:: Source material

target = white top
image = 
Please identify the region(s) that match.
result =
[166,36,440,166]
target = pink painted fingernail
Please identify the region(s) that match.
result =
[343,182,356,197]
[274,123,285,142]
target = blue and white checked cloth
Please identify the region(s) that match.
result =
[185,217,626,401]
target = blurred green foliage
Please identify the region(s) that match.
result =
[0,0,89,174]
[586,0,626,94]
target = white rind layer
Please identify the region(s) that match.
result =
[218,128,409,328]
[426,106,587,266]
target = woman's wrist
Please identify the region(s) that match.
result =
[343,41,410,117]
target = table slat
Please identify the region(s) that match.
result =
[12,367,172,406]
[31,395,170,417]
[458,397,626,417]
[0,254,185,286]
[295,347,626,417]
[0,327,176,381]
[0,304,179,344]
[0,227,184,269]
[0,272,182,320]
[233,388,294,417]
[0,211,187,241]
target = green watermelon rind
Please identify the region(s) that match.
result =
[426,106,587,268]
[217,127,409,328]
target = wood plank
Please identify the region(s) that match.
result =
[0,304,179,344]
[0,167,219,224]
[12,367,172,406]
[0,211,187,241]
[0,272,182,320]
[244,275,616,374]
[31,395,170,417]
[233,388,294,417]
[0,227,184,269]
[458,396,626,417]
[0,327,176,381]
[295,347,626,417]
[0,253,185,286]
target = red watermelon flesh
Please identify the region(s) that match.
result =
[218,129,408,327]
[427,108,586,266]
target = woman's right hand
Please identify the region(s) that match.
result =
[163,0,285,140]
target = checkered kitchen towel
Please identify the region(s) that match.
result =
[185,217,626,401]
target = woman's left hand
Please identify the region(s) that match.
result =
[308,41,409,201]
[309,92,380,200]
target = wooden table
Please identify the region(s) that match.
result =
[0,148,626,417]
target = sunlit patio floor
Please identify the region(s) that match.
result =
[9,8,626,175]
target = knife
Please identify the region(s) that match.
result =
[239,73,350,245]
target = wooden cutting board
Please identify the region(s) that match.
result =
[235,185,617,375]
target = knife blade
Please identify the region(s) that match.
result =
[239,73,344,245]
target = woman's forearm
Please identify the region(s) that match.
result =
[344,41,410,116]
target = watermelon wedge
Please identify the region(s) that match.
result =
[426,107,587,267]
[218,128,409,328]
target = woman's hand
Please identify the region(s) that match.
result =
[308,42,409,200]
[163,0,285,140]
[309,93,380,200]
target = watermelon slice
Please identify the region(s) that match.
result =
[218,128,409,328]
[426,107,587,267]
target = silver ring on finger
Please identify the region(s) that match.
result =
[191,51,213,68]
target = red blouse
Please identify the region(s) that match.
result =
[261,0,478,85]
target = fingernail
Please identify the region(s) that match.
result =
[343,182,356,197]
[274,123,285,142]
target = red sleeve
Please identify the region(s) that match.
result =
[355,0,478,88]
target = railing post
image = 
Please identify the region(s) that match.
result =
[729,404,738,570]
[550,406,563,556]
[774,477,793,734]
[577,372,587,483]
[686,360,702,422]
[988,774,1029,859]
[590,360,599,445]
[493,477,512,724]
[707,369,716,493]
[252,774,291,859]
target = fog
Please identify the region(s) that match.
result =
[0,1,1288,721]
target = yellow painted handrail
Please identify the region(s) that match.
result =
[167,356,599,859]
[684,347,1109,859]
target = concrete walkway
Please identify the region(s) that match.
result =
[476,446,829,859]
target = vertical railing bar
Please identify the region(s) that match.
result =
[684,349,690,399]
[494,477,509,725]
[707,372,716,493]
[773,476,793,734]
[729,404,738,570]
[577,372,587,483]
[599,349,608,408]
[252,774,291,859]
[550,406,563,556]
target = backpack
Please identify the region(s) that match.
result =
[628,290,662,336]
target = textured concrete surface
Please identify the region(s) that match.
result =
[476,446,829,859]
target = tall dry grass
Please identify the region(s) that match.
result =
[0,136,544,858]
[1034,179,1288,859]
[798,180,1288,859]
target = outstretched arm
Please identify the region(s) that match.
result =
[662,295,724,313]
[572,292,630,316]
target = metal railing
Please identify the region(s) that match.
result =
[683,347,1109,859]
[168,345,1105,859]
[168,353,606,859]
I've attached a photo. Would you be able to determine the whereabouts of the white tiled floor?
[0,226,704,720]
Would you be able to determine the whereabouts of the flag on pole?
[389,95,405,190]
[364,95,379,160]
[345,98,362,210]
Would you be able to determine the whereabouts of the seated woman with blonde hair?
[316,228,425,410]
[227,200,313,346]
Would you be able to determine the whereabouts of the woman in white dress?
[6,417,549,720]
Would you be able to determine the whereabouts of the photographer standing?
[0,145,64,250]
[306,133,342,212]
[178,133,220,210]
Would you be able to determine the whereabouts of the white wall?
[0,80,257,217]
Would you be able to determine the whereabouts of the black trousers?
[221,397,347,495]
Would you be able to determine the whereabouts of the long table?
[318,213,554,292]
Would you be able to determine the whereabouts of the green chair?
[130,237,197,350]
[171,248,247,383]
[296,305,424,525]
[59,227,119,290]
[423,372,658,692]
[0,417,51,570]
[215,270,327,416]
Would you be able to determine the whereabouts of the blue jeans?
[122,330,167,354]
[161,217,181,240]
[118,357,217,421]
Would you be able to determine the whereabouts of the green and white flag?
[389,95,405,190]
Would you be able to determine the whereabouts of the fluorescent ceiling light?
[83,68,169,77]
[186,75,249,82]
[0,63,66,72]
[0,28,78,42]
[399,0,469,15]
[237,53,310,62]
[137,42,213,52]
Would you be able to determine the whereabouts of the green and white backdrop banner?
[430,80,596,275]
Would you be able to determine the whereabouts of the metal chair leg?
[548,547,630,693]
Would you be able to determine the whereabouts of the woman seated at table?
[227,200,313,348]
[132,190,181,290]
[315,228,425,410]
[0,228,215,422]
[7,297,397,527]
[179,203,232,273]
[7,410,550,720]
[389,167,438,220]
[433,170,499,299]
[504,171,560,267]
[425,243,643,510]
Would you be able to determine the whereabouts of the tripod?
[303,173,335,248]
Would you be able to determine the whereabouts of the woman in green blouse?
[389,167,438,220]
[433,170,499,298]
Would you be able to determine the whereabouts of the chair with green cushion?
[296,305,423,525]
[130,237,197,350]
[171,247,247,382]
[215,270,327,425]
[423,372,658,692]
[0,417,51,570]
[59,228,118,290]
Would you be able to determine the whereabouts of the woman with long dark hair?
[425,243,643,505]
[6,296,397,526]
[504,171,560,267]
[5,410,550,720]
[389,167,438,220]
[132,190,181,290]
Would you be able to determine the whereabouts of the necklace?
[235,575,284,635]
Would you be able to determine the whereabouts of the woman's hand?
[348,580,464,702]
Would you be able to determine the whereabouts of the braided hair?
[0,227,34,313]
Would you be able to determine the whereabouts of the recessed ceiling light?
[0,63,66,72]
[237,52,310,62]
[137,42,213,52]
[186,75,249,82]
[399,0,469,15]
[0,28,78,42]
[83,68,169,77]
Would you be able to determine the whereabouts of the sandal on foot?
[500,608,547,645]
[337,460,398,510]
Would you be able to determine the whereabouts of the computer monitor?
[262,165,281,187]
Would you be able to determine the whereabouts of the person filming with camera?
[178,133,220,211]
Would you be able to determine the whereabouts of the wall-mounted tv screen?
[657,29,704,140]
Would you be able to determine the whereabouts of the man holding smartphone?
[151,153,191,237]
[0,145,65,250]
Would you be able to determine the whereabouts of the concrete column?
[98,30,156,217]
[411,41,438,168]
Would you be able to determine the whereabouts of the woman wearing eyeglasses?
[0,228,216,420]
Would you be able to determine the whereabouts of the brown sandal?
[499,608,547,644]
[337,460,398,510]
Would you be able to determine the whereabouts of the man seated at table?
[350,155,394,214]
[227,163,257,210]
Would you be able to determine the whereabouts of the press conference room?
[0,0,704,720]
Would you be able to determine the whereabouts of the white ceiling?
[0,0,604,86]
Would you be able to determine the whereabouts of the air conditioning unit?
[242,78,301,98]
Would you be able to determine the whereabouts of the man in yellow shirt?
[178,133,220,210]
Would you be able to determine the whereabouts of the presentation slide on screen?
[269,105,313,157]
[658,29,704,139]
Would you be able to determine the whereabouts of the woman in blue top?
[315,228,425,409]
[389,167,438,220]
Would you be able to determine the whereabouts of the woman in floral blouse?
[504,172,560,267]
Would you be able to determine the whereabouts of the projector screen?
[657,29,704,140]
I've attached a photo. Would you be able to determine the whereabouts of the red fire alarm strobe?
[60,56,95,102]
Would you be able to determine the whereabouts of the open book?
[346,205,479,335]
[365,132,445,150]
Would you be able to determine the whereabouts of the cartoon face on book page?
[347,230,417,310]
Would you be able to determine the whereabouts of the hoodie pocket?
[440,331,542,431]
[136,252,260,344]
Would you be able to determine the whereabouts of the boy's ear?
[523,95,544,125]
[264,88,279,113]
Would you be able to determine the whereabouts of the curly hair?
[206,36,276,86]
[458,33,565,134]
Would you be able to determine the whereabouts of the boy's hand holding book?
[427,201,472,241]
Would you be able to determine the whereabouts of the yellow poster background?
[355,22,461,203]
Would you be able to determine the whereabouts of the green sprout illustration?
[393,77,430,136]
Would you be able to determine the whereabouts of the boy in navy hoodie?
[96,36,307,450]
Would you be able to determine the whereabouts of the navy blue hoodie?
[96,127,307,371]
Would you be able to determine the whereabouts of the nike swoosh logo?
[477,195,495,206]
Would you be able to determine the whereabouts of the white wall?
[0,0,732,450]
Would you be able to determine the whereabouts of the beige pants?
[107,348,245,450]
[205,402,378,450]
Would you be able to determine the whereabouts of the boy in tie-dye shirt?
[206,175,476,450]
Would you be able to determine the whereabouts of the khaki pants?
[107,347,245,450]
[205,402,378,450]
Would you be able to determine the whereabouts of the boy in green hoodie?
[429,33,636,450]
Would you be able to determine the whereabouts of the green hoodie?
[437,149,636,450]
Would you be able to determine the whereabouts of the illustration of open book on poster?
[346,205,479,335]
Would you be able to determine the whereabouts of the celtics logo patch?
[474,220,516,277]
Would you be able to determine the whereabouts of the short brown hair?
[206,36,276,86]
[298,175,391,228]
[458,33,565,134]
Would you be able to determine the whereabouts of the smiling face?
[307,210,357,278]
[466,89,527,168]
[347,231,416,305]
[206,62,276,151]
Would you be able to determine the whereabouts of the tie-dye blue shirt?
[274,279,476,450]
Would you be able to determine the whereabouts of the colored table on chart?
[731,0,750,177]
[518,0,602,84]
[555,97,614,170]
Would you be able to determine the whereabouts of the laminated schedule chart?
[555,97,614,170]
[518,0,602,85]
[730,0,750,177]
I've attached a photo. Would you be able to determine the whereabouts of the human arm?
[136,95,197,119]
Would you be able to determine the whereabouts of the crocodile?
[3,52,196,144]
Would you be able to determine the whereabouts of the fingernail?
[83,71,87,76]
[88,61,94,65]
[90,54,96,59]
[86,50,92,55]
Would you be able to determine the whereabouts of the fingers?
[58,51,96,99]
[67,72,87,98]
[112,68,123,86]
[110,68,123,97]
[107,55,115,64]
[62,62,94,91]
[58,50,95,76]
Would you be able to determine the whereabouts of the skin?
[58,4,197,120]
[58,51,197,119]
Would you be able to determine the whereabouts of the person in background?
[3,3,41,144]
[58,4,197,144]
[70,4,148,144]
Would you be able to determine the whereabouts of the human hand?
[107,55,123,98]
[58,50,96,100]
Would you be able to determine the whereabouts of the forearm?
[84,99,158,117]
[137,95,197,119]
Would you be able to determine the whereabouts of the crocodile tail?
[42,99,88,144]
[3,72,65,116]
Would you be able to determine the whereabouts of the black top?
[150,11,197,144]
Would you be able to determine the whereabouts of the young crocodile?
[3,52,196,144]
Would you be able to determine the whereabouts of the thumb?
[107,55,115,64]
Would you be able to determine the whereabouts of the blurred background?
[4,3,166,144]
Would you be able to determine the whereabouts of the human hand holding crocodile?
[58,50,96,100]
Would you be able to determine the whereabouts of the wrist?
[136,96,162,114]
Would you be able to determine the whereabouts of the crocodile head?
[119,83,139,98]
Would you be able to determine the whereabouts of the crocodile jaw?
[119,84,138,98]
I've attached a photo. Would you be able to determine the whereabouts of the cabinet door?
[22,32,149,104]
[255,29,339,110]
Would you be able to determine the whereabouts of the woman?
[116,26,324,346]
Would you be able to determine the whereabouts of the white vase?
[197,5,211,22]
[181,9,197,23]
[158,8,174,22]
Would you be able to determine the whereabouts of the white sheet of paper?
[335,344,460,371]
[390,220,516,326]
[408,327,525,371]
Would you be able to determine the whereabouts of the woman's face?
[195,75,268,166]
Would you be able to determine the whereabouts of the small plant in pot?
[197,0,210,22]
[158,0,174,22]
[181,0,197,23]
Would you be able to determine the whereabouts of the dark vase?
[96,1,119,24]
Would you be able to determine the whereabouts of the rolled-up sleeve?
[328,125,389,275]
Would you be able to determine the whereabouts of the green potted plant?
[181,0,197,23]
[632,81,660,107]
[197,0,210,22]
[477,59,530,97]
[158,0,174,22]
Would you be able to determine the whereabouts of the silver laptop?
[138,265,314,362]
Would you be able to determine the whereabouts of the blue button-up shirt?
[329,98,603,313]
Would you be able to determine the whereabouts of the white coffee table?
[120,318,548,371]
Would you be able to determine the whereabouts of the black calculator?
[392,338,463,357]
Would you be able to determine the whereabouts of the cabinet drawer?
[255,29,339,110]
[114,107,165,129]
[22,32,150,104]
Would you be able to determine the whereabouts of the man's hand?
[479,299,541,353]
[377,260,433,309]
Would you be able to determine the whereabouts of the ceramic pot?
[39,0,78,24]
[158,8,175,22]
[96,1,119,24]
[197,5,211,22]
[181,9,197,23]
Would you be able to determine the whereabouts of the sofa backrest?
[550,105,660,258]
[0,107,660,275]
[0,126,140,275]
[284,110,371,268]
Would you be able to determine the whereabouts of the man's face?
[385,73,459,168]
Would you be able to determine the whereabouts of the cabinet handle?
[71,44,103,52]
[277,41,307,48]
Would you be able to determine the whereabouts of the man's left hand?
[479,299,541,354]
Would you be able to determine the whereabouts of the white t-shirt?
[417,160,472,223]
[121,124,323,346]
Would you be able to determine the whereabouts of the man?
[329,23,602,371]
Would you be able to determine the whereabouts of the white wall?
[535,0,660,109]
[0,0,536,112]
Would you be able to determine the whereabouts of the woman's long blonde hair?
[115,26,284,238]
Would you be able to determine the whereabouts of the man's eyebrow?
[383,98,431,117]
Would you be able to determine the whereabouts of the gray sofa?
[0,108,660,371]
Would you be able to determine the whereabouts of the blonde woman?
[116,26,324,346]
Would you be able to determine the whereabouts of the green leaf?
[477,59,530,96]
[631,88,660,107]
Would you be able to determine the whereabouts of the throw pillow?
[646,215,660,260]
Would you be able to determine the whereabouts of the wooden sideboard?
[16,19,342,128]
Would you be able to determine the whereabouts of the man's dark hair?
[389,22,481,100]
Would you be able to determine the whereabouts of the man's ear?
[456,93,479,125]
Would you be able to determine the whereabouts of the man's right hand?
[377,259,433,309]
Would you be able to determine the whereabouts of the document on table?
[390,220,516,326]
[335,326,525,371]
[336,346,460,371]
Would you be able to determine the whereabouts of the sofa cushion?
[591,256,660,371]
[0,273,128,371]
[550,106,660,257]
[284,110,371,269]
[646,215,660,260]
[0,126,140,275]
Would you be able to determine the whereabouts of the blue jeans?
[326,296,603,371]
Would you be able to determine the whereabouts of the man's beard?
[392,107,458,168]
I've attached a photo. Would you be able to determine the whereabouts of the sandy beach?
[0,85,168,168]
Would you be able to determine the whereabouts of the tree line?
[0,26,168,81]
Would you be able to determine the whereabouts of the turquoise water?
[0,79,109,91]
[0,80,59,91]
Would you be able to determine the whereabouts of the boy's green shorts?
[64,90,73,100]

::::

» What this task involves:
Copy the part of the entries that opens with the line containing "the white vase?" and closes with the line containing "[115,26,284,238]", keeping both of those lines and changing nothing.

» Written response:
Would you be able to determine the whereabouts of the white vase?
[197,5,211,22]
[181,9,197,23]
[158,8,174,22]
Would you be able to determine the whereabouts of the white sheet of paper?
[335,344,460,371]
[390,220,516,326]
[408,327,525,371]
Would you be able to determine the whereabouts of the woman's face?
[195,75,268,166]
Would you be able to determine the whereabouts of the small plant in pot?
[197,0,210,22]
[158,0,174,22]
[181,0,197,23]
Would you be able to determine the whereabouts of the dark vase?
[96,1,119,24]
Would you be able to determine the whereabouts of the rolled-up sleeve?
[328,125,389,275]
Would you be able to determine the whereabouts of the green potted plant?
[181,0,197,23]
[632,81,660,107]
[197,0,210,22]
[477,59,530,97]
[158,0,174,22]
Would you be able to determine the whereabouts of the silver laptop?
[138,265,314,362]
Would you be able to determine the whereabouts of the blue button-up shirt?
[329,98,603,313]
Would you be able to determine the whereabouts of the white coffee table?
[120,318,548,371]
Would you be able to determine the whereabouts of the black calculator?
[392,338,463,357]
Would you be able to determine the whereabouts of the cabinet drawer?
[255,29,339,110]
[114,107,165,129]
[22,32,150,104]
Would you be able to determine the whereabouts of the man's hand?
[479,299,541,353]
[377,260,433,309]
Would you be able to determine the whereabouts of the ceramic pot?
[39,0,78,24]
[158,8,175,22]
[96,1,119,24]
[197,5,211,22]
[181,9,197,23]
Would you be able to determine the whereabouts of the sofa backrest?
[550,105,660,258]
[0,107,660,275]
[0,126,140,275]
[284,110,371,268]
Would you be able to determine the whereabouts of the man's face?
[385,73,459,168]
Would you be able to determine the whereabouts of the cabinet handle?
[71,44,103,52]
[277,41,307,48]
Would you be able to determine the whereabouts of the man's left hand?
[479,299,541,354]
Would you be able to determine the whereabouts of the white t-shirt?
[417,160,472,223]
[121,124,323,346]
Would you be able to determine the whereabouts of the man?
[329,23,602,371]
Would you be able to determine the whereabouts of the white wall?
[535,0,660,109]
[0,0,536,112]
Would you be able to determine the whereabouts of the woman's long blonde hair?
[115,26,284,238]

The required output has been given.